It has been a busy overnight session starting off with stronger than expected food and energy inflation in Japan even though the trend is now one of decline while non-food, non-energy and certainly wage inflation is nowhere to be found (leading to a nearly 3% drop in the Nikkei225), another SHIBOR spike in China (leading to a 1.5% drop in the SHCOMP) coupled with the announcement of a new prime lending rate (a form a Chinese LIBOR equivalent which one knows will have a happy ending), even more weaker than expected corporate earnings out of Europe (leading to red markets across Europe), together with a German IFO Business Confidence miss and drop for the first time in 6 months, as well as the latest M3 and loan creation data out of the ECB which showed that Europe remains stuck in a lending vacuum in which banks refuse to give out loans, a UK GDP print which came in line with expectations of 0.8%, where however news that Goldman tentacle Mark Carney is finally starting to flex and is preparing to unleash a loan roll out collateralized by “assets” worse than Gree Feta and oilve oil. Of course, none of the above matters: only thing that drives markets is if AMZN burned enough cash in the quarter to send its stock up by another 10%, and, naturally, if today’s Durable Goods data will be horrible enough to guarantee not only a delay of the taper through mid-2014, but potentially lend credence to the SocGen idea that the Yellen-Fed may even announce an increase in QE as recently as next week.
Market Re-Cap by RanSquawk
Markets got off to a cautious start this morning, as market participants reacted to less than impressive EU based earnings and also continued to fret over yet another up tick in money market rates in China. Financials and telecommunications sectors underperformed, with credit spreads widening and the Euribor curve steepening after the 3m Euribor rate fixed above Thursday’s level. The FTSE-100 index in the UK outperformed its peers, supported by the release of an encouraging advanced GDP report and also the fact that BoE’s Carney announced late Thursday that the central bank will offer banks money for longer periods and accept a wider range of collateral. Looking elsewhere, even though the release of the latest German IFO number failed to meet consensus estimate, market reaction was relatively muted. Going forward, market participants will get to digest the release of the latest durables goods report, as well as earnings from Procter & Gamble and UPS.
Overnight news bulletin from BBG and Ran
- China’s money-market rate completed the biggest weekly jump since a cash
squeeze in June after the central bank refrained from injecting funds
through open-market operations
- The PBOC wants to avoid the problems seen in June where money market rates soared, increasing concerns of defaults and may resume reverse repos if money market rates are too high, according to PBOC sources.

------------------------------------------------

Required work:
**1.** Summarize the market report in two sentences.
**2.** Locate every line in the records that contains the string "roof", and copy each of those lines.
The records that come next have no connection to the market report.

------------------------------------------------

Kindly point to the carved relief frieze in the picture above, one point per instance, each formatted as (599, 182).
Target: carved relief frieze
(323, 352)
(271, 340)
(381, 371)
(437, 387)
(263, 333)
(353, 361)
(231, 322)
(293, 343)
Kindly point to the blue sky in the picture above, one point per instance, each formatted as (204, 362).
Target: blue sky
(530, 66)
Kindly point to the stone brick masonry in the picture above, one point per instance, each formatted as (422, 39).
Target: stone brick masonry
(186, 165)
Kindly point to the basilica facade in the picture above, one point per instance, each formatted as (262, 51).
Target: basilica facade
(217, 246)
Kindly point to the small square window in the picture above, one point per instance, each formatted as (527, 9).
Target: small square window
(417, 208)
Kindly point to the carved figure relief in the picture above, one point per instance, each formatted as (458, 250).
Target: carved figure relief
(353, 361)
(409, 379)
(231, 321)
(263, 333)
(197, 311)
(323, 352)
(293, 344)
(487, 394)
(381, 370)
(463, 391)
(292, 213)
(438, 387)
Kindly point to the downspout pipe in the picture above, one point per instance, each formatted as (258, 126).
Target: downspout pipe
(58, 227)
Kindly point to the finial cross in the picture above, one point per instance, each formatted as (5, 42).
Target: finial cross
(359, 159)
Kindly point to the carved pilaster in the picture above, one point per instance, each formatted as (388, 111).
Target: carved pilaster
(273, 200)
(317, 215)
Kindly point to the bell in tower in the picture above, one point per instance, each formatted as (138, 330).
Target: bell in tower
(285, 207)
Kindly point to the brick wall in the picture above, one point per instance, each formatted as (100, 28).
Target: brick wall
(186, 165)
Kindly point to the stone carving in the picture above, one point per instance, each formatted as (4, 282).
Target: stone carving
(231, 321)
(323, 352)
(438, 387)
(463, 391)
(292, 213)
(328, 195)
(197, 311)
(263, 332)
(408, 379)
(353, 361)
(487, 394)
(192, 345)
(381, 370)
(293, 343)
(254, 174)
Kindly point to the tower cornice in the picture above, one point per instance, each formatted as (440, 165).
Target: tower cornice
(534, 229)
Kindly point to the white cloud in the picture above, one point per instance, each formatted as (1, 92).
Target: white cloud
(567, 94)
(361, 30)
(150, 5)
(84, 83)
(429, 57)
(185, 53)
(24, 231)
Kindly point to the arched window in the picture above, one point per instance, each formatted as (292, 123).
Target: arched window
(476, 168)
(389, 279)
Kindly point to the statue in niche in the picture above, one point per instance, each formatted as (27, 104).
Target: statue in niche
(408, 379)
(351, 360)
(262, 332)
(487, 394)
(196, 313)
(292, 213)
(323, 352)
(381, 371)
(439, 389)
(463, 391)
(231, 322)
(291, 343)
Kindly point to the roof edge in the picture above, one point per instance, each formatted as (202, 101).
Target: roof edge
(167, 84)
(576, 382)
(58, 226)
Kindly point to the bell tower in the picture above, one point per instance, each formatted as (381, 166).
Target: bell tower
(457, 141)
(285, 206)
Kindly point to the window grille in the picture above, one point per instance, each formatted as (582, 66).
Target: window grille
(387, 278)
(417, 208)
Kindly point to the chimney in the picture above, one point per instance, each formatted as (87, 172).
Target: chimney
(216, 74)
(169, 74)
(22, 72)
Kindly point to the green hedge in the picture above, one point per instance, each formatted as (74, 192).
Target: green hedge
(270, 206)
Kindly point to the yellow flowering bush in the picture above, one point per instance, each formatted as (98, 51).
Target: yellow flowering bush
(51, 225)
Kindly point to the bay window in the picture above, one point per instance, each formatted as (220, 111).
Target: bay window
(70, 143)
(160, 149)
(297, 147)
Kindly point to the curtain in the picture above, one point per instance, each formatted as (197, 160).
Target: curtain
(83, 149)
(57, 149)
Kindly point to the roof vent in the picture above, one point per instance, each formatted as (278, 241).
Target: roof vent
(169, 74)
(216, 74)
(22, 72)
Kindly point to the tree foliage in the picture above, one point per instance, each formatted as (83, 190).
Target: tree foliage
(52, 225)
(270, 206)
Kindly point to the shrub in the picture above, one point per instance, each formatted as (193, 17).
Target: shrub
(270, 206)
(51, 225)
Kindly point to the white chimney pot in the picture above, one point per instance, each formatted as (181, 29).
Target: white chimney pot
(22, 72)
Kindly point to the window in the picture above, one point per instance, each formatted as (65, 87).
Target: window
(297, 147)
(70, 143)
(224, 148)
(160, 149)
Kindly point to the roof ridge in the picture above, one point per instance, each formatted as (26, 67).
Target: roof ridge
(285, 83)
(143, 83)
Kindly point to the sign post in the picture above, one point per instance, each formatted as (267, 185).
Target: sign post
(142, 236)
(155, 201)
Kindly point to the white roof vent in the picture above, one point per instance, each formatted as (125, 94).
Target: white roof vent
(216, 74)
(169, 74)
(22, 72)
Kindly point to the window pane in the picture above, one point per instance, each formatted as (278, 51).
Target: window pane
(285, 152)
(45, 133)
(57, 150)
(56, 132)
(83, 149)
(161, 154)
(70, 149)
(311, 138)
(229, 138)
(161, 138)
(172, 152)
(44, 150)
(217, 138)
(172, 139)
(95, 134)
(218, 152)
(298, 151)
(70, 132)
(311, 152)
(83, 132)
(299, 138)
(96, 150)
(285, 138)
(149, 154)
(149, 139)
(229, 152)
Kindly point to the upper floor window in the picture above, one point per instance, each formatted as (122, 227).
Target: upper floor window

------------------------------------------------

The answers:
**1.** European markets opened cautiously on weak EU earnings and another rise in China's money-market rates: financials and telecommunications lagged, while the FTSE-100 outperformed on an encouraging UK GDP report and the Bank of England's plan to lend to banks for longer periods against a wider range of collateral. A German IFO miss drew a muted reaction, China's money-market rate posted its biggest weekly jump since the June cash squeeze, and traders awaited durable goods data plus earnings from Procter & Gamble and UPS.

**2.**
Kindly point to the roof edge in the picture above, one point per instance, each formatted as (202, 101).
Target: roof edge
Kindly point to the roof vent in the picture above, one point per instance, each formatted as (278, 241).
Target: roof vent
Kindly point to the roof ridge in the picture above, one point per instance, each formatted as (26, 67).
Target: roof ridge
Kindly point to the white roof vent in the picture above, one point per instance, each formatted as (125, 94).
Target: white roof vent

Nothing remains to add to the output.